(Excerpts of pointing data)
* * * * * * * * *

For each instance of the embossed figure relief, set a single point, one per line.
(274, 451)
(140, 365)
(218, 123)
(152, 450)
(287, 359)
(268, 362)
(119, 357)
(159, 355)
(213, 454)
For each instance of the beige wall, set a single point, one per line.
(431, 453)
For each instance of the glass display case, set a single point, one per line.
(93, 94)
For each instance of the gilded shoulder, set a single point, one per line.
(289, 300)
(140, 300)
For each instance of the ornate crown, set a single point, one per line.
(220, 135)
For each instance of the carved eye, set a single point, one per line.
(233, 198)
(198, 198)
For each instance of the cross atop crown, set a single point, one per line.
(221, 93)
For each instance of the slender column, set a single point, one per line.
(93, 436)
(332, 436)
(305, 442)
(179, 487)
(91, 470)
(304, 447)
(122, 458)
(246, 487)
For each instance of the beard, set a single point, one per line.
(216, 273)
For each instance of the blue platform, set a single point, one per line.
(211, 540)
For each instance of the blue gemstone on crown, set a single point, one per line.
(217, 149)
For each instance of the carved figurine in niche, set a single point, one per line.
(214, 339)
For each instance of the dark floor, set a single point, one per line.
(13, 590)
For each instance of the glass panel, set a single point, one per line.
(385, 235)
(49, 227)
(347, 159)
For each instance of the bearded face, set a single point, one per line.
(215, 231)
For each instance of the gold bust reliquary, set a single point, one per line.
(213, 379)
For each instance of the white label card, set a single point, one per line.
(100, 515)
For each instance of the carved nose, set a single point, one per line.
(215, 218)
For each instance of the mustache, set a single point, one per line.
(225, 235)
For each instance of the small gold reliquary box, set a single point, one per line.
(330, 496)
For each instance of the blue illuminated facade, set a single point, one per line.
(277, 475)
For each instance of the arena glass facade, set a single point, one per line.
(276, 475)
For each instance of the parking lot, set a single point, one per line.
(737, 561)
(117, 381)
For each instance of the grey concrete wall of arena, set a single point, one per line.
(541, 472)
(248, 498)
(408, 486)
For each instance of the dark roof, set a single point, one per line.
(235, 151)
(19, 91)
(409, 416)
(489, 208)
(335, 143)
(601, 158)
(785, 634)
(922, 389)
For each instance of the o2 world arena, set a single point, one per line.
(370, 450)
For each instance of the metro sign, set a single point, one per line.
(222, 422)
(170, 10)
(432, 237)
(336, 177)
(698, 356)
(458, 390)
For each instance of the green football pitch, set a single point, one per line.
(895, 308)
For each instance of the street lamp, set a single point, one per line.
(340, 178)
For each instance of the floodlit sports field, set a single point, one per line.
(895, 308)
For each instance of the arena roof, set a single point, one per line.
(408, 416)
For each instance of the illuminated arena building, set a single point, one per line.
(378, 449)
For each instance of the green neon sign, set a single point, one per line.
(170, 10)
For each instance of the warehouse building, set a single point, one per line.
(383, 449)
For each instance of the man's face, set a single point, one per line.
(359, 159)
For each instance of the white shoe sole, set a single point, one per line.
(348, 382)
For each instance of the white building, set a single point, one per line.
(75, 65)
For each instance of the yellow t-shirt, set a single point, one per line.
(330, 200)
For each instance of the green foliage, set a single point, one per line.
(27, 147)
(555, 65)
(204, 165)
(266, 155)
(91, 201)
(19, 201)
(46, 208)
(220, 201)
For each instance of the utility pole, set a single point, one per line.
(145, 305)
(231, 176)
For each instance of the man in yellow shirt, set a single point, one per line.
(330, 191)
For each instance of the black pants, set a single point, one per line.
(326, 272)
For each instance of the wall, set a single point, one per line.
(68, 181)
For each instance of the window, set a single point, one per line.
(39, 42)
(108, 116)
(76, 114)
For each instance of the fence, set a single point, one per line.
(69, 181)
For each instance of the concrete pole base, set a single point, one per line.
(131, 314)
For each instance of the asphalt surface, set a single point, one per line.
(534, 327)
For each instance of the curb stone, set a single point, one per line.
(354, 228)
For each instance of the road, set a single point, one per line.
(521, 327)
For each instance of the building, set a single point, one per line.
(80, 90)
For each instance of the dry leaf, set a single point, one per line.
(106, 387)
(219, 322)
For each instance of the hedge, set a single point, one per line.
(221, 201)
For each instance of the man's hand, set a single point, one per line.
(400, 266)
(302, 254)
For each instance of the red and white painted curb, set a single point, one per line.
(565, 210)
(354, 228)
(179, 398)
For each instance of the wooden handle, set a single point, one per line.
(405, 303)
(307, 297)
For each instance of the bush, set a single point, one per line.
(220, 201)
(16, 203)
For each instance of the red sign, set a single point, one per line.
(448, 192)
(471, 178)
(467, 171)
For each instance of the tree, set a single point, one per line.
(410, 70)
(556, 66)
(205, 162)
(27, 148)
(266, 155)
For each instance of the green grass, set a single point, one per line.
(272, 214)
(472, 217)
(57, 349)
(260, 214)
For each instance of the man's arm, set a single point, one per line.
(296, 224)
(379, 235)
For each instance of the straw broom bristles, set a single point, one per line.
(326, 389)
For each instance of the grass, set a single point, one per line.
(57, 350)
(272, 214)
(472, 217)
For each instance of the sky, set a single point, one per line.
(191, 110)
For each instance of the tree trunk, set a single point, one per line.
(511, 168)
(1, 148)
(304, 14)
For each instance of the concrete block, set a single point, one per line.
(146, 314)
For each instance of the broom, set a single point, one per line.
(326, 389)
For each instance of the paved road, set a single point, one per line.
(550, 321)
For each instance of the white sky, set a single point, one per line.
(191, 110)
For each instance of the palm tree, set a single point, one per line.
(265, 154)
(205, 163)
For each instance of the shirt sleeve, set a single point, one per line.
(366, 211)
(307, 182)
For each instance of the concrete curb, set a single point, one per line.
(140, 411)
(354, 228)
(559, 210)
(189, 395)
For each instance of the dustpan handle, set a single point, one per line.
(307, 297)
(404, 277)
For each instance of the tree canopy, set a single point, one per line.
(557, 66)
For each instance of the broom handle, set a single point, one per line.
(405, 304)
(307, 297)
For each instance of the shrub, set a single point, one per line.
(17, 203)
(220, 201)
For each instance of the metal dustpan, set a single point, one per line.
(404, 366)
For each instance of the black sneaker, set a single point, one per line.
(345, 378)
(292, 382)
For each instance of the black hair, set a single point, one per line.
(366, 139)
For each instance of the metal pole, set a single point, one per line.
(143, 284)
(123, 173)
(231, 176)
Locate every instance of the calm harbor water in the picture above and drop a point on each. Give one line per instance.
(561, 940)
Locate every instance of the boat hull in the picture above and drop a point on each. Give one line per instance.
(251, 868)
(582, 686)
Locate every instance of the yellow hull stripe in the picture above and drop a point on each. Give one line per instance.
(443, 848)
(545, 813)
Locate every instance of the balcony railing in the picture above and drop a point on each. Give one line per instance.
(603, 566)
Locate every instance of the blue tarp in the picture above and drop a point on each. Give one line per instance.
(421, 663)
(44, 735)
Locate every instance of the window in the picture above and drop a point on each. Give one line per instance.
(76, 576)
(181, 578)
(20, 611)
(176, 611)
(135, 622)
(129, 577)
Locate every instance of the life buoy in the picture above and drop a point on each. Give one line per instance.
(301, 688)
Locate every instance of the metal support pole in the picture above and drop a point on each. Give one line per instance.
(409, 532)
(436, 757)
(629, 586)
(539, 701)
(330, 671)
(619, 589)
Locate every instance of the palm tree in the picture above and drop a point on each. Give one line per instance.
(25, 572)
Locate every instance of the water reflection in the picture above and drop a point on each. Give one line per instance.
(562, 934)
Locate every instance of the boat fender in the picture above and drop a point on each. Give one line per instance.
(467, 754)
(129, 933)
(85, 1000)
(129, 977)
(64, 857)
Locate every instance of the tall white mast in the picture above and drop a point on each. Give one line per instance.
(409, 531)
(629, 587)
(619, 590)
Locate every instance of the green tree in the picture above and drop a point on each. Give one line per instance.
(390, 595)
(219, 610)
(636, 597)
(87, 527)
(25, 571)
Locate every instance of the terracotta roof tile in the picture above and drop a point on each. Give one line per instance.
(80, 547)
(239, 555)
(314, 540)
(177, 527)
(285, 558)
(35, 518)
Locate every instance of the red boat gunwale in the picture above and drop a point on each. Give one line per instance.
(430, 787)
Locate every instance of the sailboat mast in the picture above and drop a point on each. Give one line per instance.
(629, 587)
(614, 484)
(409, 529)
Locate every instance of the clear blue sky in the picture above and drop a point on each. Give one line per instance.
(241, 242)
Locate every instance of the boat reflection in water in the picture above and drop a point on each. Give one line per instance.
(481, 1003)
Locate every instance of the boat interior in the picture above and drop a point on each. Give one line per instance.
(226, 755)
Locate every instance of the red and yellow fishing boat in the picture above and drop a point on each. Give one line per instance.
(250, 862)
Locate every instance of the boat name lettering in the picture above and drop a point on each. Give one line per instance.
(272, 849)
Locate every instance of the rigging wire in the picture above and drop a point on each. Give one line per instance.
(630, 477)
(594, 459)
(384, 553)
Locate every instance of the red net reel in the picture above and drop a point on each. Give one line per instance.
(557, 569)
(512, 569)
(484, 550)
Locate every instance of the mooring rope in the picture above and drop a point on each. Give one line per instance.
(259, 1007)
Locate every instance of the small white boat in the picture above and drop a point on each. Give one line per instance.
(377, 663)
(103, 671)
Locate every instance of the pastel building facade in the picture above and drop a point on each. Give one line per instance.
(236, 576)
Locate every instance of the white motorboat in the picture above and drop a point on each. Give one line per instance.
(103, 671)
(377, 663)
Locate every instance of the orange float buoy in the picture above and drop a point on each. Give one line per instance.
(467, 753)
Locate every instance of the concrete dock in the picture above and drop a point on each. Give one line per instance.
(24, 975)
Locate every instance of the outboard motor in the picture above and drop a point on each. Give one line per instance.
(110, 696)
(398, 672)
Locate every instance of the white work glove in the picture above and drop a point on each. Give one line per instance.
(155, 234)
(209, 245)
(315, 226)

* * * * * * * * *

# Stated problem
Begin with the line that contains "Locate every instance of the sailboat" and quote each line after it exactly, stopping after the last line of the data.

# Task result
Locate every instance of the sailboat mast in the picture above and drop a point on each. Give one line per instance.
(629, 587)
(614, 484)
(409, 529)
Locate every instance of the clear blue sky in the picture above and drop a point on each. Give one line per instance.
(241, 242)
Locate every instance of the boat reflection in water in the picture above and drop a point on each. Give one line per instance.
(481, 1003)
Locate every instance of the boat interior in the picture above and drop a point on each. Give one line per instance.
(226, 755)
Locate every instance of the red and yellow fishing boat in the picture above and drop a point on each. Give one line per instance.
(250, 862)
Locate every instance of the boat name lettering in the picture above and drop a point on each. Give one line per instance.
(272, 849)
Locate every instance of the rigging wire in the picture above and drop a point on each. Give one line per instance.
(630, 477)
(594, 459)
(384, 553)
Locate every instance of the red net reel in the picture above and drop a point on each. Give one line per instance.
(557, 569)
(512, 569)
(484, 550)
Locate every instance of the mooring rope in the picture above and drop a point on each. Give one line per instance.
(259, 1007)
Locate every instance of the small white boat in the picture above and drop a point on each. Give one line per instance.
(377, 663)
(103, 671)
Locate every instance of the pastel building facade in the picture above and drop a point on each. Give one line per instance.
(236, 576)
Locate every instance of the white motorboat in the picture above and drop a point on each. Give one line per instance.
(103, 671)
(377, 663)
Locate every instance of the orange float buoy in the picture above and drop a point on each. Give one line per instance.
(467, 753)
Locate every instance of the concrete dock in the picture above and drop a point on each. Give one line per instance.
(24, 975)
Locate every instance of the outboard motor in the picture above and drop a point on each. Give one line per instance.
(110, 696)
(398, 672)
Locate every instance of the white work glove in the picture above and drop a point on each. Give one line per instance.
(155, 234)
(209, 245)
(315, 226)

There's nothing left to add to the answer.